The leaders in The Handmaid’s Tale are nominally Christian.
As I said - it’s not so much they’re Christian as Male Supremacist.
I’m going to guess there is at least some people that think Gilad is a wonderful place.
I think most uber conservative Christians might draw the line at finger chopping or public hangings. But that’s not to say there aren’t a lot of things they like about Gilead.
Just my guess.
Based off a long while of interacting with them, I think some Christian fundamentalists might think that “Gilead is going in the right direction, but takes a bad detour.”
They might be onboard with maybe 60% of the overall concept. But they’d think the red dresses and white bonnets are silly (they preferred things like calico, denim, blouses, dresses, etc.). No way would Baptists ever be allowed to be squelched and pushed to the bottom of the societal pole. Most fundies I know didn’t like big beards on men, in fact that sort of look was typically discouraged and clean-shaven was the expectation. And no way would they be onboard with the ritual rape of handmaids while in the lap of the Wives, that’s just adultery. I doubt any would practice flogging of women; they were highly disdainful of men who lifted hands against women. And most fundies do like technology and would want the amenities of modern society. And even then, in many fundamentalist ranks, there is a great deal of “under-the-surface feminism” that was subtle but very much present and noticeable. It took the form of jokes like “the husband may be the head of the wife, but the wife is the neck, and turns it any direction she pleases,” or a not-so-subtle fandom of powerful Disney women. They were big on the chivalry veneer too; men having to pull out chairs for women or let ladies exit the elevator first, etc.
The utopia for evangelical fundies might be something like Mennonites, but with the intensity kicked up 2-3x.
Saying that evangelicals want Gilead is like saying that liberals want Orwell’s 1984. A very few might, but it’s a big stretch.
It should be understood that Atwood was writing an allegorical tale in a world where fertility had dropped precipitously, and the “handmaidens” were a solution that allowed the powerful patriarchy of a fundamentalist leadership to reproduce their ranks even though most of their wives were infertile; in such a case, a religious rationalization was used to justify “adultery” in terms of societal good of utilizing fertile women as baby factories for the powerful elite. Atwood was not trying to make some real prediction about how fundamentalist religious belief would overtake the United States, although in retrospect she hit a lot closer to the mark than anyone should be comfortable with.

Boundary annotation records
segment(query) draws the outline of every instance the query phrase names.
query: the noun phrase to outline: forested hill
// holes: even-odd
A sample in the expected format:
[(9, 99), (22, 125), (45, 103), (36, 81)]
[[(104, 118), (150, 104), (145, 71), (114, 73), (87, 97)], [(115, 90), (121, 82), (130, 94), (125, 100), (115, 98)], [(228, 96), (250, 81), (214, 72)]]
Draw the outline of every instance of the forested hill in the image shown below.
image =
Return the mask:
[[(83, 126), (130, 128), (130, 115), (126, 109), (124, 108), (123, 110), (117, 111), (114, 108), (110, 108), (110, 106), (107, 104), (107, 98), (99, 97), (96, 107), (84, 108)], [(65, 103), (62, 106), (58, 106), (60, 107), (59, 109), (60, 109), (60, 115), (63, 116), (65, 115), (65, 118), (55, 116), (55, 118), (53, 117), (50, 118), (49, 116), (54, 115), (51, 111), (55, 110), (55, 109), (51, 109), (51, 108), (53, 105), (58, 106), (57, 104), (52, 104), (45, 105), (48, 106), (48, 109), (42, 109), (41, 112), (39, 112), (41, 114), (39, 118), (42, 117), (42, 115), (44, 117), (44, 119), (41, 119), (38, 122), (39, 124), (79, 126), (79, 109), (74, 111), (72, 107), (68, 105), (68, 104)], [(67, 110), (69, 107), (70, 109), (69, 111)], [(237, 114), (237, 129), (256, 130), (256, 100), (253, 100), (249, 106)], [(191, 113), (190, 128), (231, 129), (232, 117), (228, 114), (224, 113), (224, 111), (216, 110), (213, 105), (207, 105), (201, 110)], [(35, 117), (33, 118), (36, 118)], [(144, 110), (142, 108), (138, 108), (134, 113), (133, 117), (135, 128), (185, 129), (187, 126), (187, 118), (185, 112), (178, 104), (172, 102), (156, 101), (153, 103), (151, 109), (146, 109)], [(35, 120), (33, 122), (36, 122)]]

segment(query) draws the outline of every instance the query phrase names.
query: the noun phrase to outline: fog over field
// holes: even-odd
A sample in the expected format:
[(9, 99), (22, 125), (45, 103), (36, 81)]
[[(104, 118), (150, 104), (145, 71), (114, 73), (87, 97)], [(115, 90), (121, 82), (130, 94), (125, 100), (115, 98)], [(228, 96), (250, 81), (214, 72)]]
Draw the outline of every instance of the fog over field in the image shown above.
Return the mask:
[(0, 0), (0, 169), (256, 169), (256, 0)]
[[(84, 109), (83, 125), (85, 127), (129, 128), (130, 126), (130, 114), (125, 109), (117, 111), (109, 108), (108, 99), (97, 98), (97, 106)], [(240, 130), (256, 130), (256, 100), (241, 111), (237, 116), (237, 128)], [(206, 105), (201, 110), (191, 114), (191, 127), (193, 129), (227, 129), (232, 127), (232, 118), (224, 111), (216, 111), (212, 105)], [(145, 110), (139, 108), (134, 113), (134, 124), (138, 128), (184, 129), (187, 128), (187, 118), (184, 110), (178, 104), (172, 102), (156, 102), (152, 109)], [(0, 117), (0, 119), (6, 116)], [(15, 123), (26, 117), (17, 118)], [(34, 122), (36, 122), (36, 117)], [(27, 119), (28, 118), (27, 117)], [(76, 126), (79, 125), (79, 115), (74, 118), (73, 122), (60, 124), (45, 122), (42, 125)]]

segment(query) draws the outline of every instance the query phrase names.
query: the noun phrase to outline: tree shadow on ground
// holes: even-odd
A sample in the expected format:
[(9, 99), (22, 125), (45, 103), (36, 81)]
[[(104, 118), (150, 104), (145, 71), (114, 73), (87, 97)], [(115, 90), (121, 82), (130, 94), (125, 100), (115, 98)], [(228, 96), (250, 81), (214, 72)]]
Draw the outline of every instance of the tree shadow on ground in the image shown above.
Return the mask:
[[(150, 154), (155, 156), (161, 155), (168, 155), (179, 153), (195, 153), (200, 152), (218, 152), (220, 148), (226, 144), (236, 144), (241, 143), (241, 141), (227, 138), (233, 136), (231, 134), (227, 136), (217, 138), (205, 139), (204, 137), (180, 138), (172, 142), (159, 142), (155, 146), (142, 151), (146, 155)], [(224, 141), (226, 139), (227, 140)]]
---
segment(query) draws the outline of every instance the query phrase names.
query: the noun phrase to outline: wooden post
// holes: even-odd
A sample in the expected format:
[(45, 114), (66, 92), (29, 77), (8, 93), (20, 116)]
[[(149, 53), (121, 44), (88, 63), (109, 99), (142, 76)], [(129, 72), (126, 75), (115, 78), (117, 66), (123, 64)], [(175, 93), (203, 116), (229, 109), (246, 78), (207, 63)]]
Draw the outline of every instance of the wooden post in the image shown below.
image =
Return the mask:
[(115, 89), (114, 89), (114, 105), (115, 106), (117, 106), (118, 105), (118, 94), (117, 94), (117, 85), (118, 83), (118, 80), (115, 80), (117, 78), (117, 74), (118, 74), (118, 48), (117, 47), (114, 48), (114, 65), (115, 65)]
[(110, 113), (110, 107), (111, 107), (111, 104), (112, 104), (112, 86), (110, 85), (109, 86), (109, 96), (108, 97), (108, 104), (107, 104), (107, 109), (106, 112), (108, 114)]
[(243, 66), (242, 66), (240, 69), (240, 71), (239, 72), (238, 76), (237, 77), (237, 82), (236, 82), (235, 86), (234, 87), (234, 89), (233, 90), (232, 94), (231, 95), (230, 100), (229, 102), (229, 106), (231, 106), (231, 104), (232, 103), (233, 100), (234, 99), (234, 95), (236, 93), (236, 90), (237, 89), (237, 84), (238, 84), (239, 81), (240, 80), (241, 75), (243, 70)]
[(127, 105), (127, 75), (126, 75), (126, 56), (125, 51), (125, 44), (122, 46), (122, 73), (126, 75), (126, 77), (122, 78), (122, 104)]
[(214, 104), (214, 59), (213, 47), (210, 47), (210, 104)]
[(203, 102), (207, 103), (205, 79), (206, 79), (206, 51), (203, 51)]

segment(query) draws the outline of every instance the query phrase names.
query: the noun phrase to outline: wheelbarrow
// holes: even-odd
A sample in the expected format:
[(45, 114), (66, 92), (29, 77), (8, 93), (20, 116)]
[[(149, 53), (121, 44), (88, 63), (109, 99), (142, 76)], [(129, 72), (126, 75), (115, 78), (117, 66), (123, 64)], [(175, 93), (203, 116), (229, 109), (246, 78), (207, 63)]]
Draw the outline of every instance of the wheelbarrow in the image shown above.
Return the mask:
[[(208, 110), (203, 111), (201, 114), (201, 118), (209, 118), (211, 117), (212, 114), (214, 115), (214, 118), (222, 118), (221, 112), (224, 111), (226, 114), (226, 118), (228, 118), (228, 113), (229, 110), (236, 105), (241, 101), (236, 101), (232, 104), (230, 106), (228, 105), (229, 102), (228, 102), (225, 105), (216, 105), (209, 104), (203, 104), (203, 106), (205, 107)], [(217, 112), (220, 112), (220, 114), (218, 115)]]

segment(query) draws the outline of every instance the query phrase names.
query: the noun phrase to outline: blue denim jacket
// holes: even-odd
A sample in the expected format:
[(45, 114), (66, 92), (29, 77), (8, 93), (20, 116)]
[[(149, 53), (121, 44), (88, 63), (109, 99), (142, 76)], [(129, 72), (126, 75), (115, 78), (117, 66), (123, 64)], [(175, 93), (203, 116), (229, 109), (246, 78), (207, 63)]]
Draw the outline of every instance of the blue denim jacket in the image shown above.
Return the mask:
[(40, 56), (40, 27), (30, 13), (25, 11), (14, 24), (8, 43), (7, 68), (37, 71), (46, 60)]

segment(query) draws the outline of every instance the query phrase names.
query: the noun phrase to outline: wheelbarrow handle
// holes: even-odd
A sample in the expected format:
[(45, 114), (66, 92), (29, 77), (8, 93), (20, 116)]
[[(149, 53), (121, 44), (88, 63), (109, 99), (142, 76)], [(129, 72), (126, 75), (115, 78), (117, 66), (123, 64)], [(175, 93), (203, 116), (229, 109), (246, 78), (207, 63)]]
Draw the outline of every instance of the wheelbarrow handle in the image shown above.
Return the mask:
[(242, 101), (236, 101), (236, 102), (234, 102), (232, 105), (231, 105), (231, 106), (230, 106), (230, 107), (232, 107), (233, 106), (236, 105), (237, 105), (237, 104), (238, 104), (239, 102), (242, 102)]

- **Instructions to follow**:
Copy the Gilead discussion, everything from "I think most" down to "Just my guess.", renaming "public hangings" as "public executions". The material is not needed for this work.

- **The output**:
I think most uber conservative Christians might draw the line at finger chopping or public executions. But that’s not to say there aren’t a lot of things they like about Gilead.
Just my guess.